(Entries from a pointing dataset)
>>

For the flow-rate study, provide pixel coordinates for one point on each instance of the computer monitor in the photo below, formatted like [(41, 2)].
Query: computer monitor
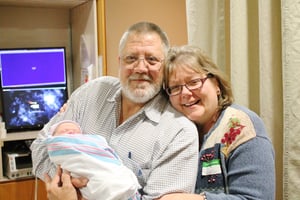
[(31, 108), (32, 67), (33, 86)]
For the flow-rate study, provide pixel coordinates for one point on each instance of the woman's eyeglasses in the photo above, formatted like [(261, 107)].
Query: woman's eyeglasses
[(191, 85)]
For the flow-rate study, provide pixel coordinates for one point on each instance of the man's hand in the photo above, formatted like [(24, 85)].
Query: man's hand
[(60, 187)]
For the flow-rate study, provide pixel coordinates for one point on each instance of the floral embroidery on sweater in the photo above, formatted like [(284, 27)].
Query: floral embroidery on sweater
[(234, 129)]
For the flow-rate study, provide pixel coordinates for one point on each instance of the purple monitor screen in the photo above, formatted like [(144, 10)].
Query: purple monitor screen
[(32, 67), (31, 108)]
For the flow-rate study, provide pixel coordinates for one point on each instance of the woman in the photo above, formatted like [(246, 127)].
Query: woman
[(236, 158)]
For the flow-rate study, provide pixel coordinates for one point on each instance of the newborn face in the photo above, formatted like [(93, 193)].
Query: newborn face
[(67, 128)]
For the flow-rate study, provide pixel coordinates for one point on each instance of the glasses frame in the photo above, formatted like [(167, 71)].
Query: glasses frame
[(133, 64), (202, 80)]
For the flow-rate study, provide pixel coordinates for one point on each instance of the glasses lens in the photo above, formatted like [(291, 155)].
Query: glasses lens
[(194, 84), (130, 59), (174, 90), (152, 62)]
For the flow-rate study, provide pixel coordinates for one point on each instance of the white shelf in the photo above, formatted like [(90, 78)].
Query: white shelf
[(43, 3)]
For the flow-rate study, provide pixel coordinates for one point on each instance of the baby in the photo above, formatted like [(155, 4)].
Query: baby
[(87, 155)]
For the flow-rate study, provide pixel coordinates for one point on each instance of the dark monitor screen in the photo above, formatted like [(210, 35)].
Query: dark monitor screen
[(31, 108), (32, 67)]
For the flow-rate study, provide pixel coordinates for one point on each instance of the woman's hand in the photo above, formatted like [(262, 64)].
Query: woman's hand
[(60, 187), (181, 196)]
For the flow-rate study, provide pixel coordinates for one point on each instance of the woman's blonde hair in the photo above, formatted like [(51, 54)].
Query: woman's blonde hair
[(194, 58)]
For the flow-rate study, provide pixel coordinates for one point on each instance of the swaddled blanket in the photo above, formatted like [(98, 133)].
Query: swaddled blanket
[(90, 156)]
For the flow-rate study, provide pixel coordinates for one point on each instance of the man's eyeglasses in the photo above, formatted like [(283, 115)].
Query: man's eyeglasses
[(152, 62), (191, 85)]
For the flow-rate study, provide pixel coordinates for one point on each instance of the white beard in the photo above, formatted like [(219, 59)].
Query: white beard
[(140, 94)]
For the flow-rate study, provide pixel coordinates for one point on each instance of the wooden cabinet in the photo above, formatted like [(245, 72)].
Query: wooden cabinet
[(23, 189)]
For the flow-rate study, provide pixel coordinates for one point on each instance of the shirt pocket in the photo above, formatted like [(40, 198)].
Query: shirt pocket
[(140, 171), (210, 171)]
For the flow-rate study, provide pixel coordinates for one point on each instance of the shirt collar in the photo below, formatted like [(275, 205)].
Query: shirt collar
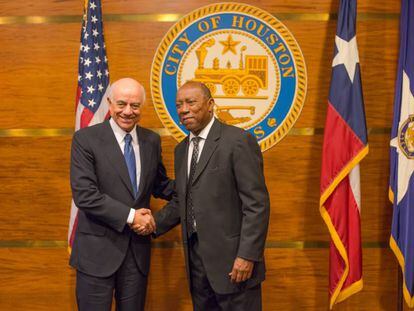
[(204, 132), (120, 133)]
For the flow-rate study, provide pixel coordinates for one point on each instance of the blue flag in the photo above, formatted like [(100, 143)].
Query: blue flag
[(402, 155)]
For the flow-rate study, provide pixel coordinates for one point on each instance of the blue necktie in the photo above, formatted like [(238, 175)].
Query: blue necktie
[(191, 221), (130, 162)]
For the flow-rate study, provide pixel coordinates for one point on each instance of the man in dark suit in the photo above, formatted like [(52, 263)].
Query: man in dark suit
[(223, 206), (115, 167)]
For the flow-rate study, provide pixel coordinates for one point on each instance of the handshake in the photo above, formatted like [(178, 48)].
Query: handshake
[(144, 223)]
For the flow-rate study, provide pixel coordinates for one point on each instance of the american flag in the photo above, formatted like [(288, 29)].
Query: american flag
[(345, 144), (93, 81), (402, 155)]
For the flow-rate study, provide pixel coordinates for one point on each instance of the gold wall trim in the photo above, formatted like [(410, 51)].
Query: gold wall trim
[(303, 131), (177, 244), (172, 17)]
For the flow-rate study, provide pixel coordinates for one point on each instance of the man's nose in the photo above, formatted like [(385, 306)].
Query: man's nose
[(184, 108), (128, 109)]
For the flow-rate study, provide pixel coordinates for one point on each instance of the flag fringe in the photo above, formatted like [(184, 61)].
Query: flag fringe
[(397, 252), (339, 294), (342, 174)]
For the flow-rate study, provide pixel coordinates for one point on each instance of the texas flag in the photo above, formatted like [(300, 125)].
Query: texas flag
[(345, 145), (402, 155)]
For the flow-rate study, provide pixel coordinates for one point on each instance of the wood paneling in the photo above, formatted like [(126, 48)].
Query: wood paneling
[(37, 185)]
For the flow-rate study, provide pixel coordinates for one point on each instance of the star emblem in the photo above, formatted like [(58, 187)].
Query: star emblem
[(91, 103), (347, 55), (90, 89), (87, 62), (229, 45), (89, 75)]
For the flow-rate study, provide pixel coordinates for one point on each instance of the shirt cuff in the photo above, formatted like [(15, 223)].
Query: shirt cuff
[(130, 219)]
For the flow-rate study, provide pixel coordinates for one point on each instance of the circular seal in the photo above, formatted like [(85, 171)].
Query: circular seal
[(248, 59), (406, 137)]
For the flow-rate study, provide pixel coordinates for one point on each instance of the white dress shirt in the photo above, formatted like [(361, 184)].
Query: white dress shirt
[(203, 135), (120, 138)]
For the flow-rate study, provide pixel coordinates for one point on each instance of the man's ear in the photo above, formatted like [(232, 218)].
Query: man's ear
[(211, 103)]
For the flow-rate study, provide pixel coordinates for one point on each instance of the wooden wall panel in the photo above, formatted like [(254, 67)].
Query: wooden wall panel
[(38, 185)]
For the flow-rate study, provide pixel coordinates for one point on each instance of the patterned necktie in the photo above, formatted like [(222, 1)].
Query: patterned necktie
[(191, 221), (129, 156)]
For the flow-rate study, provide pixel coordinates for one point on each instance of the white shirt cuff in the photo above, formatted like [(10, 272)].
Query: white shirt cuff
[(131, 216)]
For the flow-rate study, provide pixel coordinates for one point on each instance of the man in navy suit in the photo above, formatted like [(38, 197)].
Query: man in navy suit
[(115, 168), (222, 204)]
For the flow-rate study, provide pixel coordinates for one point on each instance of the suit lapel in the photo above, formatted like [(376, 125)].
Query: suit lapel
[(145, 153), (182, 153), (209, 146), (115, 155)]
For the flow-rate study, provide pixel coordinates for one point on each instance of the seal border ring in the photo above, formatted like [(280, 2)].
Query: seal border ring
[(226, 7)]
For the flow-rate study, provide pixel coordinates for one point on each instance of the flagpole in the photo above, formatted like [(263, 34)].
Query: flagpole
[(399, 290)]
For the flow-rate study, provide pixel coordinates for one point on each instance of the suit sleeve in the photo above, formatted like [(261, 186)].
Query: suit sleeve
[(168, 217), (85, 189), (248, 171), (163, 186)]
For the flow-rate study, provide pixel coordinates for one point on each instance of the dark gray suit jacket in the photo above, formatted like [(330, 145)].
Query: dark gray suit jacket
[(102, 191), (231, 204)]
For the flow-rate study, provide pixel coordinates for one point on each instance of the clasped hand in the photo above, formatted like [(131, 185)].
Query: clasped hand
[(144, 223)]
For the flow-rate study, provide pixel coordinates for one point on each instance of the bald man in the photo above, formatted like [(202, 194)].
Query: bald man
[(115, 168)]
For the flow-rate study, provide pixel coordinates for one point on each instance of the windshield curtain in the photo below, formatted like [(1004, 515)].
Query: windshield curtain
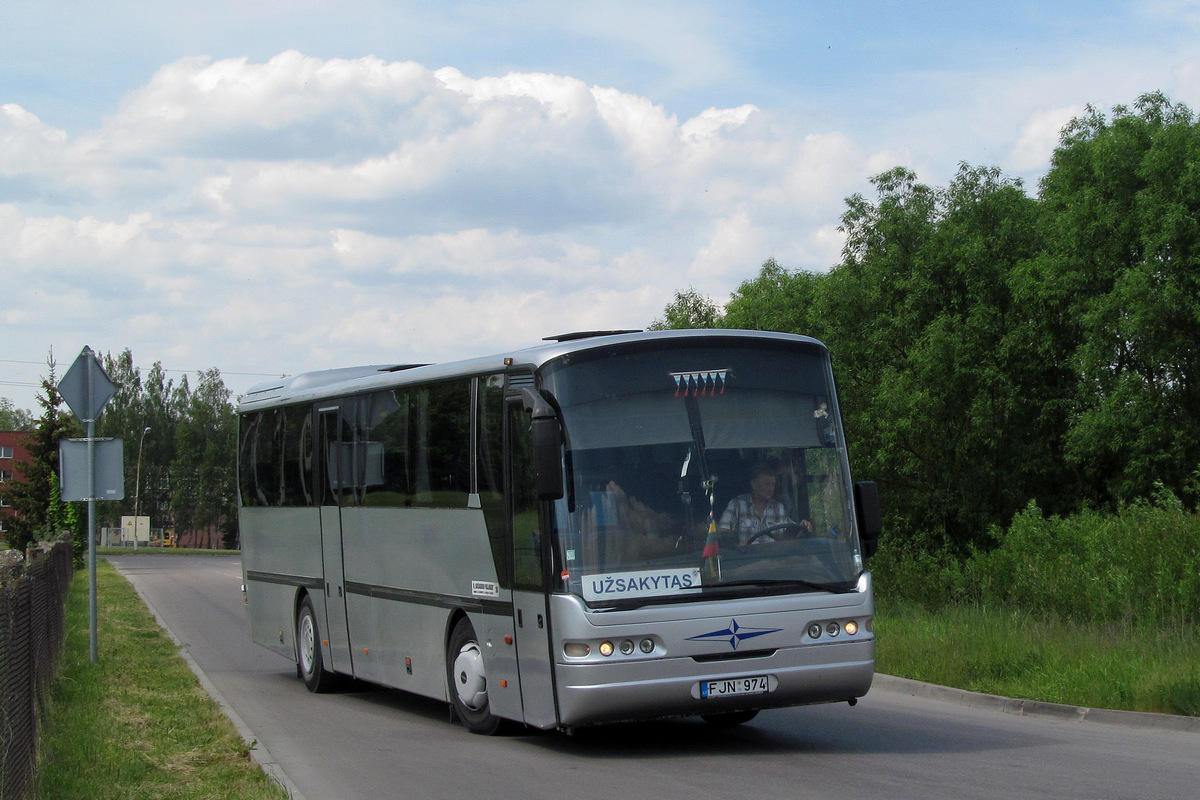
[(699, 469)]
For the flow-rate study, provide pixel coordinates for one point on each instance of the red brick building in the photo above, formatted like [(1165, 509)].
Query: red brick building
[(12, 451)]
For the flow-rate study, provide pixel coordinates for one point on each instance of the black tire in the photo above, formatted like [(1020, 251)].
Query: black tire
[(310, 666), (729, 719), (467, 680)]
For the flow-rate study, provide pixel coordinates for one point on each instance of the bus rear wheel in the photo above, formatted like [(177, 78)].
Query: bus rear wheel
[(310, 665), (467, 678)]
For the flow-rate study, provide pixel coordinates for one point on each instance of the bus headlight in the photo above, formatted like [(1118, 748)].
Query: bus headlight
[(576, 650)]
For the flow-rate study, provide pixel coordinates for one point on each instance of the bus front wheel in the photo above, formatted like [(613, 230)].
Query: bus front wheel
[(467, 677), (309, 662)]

<<

Begin at the line that has "like [(261, 107)]." and stop after the line that has "[(133, 64), (202, 80)]", then write out every line in that stretch again, with each coordinate in the answers increased by 143.

→ IN RESPONSE:
For the flow-rate study, provide pixel coordinates for one point on each instance of the woman's eyeglasses in the photo above, formatted like [(261, 107)].
Query: woman's eyeglasses
[(334, 228)]
For the flow-rate study, provide pixel coordinates for one point on each instance of the man's hand in the photo above, formatted like [(24, 85)].
Query: man's hand
[(203, 330)]
For the flow-rate study, provide pixel coordinates for one point on each instance of the floral embroidery on sweater in the photo above, formatted like [(284, 27)].
Query: floral embroidery on sweater
[(377, 272)]
For the flow-rate study, provide pixel coordinates for one point on each instance of the purple monitor screen in the photo above, formatted like [(144, 10)].
Query: purple monitor screen
[(175, 210), (174, 251)]
For the flow-rate study, provide pixel coordinates for one point on each instance of the woman in the photo above, formatted like [(246, 127)].
Query: woman
[(379, 301)]
For the flow-rate study, provide pixel coordinates for one point on each instance of the newborn face in the photo above, formatted like [(93, 193)].
Query: newborn face
[(210, 271)]
For the flow-rate study, provide pixel coordinates for one point on each instance of the glasses frame in the photo above, formatted like [(167, 71)].
Query: glasses frame
[(276, 207), (345, 223)]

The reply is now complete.